Given exercise »
Pull out each line of the listing below that contains the word "feather" and copy those lines unchanged.

— Begin Provided data —

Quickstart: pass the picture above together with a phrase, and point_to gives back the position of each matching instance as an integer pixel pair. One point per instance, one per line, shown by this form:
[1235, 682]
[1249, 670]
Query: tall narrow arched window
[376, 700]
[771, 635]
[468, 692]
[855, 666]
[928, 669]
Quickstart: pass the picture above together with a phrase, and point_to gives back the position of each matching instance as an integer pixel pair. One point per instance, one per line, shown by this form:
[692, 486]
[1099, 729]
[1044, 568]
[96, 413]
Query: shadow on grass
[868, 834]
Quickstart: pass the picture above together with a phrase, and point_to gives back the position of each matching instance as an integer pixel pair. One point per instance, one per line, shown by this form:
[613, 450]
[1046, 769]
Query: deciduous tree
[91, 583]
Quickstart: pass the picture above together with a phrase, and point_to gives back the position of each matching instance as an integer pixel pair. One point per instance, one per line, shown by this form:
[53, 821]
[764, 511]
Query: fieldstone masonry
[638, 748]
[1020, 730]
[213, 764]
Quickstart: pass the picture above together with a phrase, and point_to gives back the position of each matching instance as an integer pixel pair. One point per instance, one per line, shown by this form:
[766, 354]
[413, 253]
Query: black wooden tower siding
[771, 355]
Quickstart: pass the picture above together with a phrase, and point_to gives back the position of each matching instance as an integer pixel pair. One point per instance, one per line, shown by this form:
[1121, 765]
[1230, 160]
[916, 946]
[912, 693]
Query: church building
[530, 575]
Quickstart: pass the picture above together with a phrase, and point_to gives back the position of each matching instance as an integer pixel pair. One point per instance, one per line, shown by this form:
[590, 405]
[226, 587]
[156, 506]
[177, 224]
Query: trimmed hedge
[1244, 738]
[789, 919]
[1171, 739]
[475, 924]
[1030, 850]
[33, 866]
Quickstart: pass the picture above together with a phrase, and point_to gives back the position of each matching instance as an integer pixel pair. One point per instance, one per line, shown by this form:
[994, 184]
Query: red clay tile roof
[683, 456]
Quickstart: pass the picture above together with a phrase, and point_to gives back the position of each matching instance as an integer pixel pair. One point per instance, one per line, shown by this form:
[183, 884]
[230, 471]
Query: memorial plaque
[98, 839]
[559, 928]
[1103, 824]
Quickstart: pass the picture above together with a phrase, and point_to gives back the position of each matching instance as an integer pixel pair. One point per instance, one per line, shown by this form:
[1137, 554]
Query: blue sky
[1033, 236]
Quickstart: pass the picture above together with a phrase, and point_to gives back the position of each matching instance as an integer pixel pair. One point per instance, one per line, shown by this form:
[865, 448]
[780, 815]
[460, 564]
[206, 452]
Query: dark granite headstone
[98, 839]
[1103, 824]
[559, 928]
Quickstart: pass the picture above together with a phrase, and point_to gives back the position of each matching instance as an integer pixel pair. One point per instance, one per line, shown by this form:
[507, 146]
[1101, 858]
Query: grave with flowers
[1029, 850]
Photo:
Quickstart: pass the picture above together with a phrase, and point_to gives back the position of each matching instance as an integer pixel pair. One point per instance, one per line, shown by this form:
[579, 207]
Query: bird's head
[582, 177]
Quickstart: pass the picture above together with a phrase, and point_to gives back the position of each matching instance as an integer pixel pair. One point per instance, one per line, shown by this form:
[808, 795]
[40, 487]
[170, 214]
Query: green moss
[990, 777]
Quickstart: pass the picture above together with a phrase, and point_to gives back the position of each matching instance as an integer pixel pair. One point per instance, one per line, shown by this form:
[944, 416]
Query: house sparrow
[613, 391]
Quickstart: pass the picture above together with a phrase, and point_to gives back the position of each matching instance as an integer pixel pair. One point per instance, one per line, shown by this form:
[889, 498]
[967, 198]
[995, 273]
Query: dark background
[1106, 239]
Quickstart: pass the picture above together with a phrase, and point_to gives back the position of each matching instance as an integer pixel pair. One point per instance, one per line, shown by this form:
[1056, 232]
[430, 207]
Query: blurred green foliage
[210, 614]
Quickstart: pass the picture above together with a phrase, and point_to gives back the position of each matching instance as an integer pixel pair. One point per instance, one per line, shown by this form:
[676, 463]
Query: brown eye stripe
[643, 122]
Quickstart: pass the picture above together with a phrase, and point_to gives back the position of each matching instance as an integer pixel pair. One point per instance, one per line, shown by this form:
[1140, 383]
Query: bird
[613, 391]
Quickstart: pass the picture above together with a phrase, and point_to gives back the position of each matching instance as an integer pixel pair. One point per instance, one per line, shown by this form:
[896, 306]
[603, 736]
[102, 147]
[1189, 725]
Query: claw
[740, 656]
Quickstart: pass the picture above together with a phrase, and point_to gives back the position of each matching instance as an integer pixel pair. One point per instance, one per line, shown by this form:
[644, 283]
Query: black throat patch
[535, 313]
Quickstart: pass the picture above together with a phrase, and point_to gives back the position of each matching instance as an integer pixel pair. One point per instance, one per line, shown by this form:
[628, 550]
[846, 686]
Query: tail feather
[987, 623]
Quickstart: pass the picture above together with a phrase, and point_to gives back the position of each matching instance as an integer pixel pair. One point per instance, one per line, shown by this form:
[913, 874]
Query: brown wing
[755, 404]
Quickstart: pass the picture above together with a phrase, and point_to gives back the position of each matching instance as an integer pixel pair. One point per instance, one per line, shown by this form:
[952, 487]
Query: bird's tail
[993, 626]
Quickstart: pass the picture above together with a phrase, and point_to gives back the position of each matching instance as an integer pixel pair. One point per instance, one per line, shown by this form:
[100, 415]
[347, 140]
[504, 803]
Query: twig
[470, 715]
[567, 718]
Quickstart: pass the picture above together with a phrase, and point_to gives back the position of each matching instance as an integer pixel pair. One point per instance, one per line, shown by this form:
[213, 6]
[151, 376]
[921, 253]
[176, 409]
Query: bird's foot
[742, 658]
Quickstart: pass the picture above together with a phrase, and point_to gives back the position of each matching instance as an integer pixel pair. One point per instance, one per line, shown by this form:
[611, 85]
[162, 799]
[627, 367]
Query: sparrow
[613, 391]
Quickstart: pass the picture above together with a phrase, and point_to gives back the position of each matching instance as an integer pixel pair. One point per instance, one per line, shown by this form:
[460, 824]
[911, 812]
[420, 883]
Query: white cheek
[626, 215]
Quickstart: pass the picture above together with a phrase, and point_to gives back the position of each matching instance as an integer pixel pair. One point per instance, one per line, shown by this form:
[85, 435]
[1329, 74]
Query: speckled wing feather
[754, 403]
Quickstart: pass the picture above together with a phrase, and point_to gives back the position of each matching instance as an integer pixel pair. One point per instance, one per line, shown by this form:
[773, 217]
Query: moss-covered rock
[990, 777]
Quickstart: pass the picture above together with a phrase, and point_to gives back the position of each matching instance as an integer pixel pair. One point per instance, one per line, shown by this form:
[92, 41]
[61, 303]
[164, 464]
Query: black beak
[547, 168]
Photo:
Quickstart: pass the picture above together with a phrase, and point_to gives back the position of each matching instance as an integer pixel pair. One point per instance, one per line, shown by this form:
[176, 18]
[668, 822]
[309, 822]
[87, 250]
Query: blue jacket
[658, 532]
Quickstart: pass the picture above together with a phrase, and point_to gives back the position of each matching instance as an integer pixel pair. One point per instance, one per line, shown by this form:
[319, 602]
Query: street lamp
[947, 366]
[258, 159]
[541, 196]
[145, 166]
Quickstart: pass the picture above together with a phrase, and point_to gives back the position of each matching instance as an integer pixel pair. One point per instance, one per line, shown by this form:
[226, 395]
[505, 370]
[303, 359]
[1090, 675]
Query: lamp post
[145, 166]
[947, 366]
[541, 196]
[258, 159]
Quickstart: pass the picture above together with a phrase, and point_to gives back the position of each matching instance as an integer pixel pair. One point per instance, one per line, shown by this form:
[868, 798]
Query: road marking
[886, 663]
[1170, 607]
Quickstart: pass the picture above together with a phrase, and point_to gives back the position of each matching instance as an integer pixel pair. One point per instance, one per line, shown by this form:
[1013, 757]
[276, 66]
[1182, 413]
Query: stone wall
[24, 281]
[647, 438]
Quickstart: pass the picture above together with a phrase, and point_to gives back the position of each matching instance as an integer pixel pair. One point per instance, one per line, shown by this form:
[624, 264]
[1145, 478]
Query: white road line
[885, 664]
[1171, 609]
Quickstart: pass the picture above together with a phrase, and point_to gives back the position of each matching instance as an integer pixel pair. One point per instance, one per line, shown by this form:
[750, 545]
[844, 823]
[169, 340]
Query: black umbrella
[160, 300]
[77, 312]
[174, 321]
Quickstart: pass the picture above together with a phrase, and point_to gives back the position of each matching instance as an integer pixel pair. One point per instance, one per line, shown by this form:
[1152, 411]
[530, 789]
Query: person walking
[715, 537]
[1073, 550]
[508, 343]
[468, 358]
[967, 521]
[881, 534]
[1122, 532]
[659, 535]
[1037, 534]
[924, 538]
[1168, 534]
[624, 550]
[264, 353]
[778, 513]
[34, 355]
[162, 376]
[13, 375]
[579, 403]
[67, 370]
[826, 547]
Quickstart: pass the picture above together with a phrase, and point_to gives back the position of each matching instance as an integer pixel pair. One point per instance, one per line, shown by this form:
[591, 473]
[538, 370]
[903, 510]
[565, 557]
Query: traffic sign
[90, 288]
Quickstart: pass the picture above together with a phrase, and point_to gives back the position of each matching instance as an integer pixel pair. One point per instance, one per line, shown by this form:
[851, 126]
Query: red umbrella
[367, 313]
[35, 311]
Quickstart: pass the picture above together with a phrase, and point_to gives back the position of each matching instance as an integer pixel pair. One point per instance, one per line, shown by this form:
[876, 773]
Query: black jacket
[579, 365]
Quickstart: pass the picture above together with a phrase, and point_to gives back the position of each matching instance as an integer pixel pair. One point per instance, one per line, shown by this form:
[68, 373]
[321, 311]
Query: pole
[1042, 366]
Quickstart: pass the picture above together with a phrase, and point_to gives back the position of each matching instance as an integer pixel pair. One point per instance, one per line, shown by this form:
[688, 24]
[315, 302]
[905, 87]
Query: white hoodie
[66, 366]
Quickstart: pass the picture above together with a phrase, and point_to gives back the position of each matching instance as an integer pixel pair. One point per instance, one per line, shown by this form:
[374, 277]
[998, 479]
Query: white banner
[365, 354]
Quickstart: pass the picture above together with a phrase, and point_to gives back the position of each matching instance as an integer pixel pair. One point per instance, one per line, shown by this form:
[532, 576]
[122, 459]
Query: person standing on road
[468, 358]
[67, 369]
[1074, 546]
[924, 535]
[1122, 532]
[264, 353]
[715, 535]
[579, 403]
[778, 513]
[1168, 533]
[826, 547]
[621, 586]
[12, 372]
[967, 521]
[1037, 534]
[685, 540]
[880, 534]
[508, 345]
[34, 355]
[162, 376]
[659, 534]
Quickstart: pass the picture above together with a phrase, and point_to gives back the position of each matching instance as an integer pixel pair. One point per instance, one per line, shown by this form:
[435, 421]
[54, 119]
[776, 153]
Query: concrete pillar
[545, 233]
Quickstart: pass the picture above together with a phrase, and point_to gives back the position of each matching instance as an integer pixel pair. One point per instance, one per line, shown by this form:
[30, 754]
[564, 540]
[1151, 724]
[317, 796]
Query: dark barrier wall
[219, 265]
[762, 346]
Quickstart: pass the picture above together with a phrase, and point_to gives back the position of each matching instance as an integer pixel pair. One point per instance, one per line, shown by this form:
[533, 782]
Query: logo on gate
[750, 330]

— End Provided data —

Full answer »
Query: tail feather
Query: speckled wing feather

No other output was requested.